-- THE TASK --
Copy out the lines from the line with "of the curb" to the line with "[[25, 469]]", swapping "innermost" for "central" and leaving all else unchanged.

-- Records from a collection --
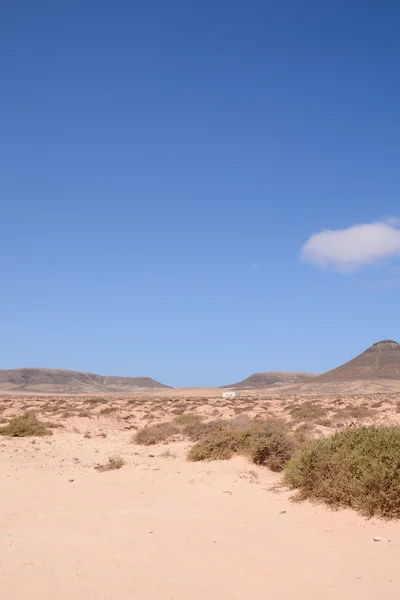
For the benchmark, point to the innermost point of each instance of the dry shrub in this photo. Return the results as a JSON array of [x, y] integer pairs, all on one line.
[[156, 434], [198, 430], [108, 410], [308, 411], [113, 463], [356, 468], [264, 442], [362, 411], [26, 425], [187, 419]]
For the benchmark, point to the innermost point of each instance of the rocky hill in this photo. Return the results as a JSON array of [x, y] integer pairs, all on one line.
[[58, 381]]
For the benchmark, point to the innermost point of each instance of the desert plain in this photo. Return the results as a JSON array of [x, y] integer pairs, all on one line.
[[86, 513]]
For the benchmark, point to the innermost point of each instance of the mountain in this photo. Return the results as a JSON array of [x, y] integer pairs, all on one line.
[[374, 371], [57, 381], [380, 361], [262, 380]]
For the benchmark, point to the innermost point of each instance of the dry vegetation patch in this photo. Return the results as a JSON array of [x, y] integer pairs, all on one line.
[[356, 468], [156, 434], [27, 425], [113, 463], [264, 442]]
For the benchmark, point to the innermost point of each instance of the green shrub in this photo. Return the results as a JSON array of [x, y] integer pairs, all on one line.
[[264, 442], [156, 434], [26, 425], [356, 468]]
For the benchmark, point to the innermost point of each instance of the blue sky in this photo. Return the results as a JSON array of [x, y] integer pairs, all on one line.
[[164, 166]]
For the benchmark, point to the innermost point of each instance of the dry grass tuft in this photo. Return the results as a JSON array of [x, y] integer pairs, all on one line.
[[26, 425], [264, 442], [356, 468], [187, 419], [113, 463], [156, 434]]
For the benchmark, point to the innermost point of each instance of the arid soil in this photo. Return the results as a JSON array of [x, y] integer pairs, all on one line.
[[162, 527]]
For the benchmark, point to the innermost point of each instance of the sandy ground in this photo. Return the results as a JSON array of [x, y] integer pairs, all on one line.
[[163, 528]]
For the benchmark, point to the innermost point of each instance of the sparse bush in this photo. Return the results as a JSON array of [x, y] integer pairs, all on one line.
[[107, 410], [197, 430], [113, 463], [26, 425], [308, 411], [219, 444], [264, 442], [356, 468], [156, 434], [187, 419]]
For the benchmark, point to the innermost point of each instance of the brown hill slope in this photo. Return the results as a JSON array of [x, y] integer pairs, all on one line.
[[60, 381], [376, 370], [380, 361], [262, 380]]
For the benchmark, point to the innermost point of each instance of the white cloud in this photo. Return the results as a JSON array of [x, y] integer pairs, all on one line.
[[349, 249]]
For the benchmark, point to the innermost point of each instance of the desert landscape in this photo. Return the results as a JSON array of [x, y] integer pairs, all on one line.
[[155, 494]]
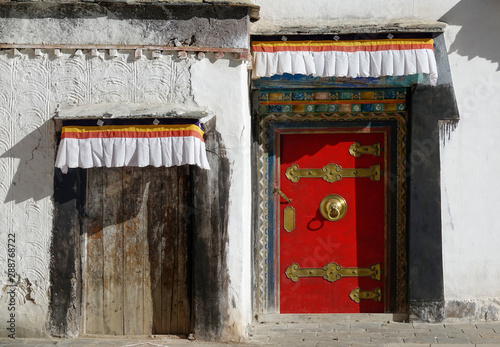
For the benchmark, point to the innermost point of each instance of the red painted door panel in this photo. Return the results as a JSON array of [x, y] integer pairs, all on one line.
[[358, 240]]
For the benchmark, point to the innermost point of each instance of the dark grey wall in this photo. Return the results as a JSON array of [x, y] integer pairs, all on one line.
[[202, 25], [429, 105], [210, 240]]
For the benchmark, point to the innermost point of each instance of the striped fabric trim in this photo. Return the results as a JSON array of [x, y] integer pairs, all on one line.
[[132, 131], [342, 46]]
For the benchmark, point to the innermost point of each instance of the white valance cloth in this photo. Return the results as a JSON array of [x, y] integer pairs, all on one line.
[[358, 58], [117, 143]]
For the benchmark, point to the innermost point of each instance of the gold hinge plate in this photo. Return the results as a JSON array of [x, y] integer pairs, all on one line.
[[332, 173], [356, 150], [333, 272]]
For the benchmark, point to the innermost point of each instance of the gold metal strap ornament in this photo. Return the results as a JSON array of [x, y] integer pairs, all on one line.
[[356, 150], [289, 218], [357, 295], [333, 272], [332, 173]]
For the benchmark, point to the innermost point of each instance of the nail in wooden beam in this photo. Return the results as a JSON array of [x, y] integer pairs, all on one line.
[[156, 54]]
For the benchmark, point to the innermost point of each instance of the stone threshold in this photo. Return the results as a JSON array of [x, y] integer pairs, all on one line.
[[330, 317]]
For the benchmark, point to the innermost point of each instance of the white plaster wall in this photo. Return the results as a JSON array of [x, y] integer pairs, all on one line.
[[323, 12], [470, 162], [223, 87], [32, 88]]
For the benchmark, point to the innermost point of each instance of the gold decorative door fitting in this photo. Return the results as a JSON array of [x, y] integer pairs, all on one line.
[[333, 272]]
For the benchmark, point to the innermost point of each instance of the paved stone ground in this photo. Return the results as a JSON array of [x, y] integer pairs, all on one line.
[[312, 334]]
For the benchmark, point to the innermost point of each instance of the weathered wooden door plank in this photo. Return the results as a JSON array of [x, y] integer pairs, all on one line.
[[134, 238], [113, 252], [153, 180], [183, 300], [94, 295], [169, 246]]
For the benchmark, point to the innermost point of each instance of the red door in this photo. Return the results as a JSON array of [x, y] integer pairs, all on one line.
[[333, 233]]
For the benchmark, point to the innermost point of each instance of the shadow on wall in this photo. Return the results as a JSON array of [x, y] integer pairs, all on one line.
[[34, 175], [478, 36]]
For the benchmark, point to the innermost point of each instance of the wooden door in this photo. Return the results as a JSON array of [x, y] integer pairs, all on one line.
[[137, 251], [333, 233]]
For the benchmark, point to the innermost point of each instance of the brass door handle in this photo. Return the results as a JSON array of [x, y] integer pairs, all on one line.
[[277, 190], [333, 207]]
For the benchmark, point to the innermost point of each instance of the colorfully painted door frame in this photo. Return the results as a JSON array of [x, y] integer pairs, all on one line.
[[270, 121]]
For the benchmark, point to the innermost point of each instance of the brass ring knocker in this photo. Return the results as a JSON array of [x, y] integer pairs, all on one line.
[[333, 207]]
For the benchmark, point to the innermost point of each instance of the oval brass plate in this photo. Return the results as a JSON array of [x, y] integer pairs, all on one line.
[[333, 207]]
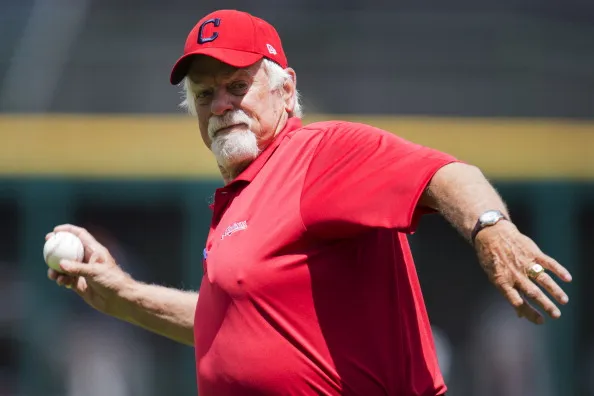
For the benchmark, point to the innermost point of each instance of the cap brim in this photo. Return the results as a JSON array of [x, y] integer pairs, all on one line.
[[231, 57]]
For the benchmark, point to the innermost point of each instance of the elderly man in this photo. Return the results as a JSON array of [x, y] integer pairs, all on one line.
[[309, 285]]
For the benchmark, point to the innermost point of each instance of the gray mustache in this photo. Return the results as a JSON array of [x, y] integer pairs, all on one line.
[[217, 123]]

---

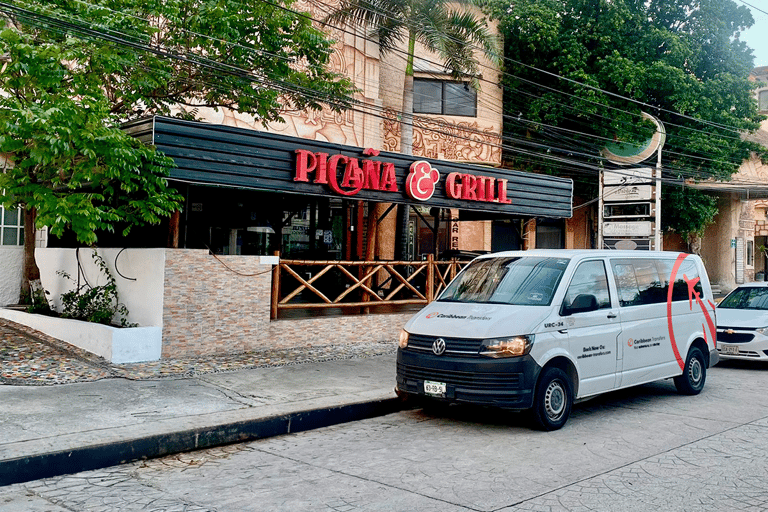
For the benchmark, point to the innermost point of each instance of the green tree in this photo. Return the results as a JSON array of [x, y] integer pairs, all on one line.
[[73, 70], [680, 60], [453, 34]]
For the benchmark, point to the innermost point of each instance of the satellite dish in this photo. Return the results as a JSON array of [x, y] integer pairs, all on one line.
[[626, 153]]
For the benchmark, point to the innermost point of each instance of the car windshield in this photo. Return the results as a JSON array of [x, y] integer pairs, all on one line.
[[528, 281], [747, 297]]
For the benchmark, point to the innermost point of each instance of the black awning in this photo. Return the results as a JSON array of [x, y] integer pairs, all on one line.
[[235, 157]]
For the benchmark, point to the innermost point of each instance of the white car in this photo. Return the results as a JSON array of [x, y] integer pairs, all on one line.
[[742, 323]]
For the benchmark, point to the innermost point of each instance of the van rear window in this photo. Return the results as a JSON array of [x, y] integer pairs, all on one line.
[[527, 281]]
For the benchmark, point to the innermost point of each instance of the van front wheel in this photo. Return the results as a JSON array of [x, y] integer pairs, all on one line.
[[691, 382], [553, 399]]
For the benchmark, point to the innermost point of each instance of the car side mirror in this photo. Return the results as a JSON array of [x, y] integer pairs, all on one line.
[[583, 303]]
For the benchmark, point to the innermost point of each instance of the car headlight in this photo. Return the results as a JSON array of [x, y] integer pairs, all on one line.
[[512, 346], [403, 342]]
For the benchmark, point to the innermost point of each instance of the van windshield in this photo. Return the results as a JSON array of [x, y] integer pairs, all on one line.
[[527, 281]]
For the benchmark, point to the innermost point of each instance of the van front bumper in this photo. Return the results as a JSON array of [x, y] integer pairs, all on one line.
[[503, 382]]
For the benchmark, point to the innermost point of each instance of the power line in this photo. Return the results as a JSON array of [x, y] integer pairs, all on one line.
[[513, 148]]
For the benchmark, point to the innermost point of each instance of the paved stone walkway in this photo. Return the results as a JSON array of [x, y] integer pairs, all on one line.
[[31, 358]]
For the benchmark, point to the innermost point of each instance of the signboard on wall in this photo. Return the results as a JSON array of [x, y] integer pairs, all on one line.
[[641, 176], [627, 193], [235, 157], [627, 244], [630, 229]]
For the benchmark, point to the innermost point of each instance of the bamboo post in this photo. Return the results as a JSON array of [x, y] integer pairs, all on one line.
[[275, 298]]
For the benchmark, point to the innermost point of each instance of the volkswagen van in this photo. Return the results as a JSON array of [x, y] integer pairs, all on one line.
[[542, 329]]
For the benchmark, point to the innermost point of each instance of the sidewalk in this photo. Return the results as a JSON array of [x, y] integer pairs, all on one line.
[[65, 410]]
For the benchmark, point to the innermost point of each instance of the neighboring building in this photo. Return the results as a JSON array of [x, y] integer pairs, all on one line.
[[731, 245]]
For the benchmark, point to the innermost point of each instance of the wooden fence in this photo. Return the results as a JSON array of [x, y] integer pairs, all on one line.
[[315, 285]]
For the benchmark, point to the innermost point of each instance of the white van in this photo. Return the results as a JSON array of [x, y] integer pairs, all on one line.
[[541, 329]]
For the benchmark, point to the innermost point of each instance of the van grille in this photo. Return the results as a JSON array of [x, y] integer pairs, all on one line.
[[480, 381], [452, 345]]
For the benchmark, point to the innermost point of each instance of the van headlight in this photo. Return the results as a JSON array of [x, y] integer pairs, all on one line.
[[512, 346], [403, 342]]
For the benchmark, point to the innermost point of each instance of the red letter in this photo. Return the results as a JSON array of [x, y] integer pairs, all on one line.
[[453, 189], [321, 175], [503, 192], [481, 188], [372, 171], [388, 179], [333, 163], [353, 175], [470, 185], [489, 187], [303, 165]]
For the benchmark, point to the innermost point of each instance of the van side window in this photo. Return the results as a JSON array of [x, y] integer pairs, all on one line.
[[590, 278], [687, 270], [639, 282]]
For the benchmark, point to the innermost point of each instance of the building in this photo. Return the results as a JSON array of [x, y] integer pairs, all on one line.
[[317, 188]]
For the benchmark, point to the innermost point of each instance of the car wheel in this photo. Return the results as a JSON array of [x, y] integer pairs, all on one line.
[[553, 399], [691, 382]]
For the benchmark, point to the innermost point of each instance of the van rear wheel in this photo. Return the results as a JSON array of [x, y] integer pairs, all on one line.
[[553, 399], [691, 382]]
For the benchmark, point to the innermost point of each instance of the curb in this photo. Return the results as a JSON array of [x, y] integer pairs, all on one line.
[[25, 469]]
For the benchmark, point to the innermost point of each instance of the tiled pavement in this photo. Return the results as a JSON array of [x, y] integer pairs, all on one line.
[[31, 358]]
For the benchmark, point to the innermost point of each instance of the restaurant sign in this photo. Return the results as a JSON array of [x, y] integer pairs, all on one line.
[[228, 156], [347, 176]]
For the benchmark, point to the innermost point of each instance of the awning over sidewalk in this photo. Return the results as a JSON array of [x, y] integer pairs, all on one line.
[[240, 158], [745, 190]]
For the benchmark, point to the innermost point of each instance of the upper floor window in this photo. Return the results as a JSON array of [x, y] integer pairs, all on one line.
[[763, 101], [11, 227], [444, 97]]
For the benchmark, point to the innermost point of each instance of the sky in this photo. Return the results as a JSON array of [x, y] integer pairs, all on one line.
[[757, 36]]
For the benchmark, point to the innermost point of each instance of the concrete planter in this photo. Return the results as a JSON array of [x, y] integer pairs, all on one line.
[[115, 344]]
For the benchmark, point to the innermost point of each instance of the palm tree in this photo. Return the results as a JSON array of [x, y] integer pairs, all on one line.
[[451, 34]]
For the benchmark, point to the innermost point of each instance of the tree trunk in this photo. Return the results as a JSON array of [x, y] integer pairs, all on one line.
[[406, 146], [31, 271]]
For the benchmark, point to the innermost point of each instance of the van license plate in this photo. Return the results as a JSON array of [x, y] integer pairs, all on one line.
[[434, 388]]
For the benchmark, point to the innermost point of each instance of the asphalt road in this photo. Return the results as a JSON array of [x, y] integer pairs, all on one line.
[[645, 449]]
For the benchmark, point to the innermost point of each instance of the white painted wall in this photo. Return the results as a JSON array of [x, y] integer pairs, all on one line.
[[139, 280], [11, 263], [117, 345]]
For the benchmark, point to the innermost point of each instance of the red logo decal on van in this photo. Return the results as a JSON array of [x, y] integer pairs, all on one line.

-- TASK RESULT --
For the benchmark, point to the central point of each instance of the curb in this photo. Return the results as a JSON array of [x, y] integer pairs, all on one line.
[[25, 469]]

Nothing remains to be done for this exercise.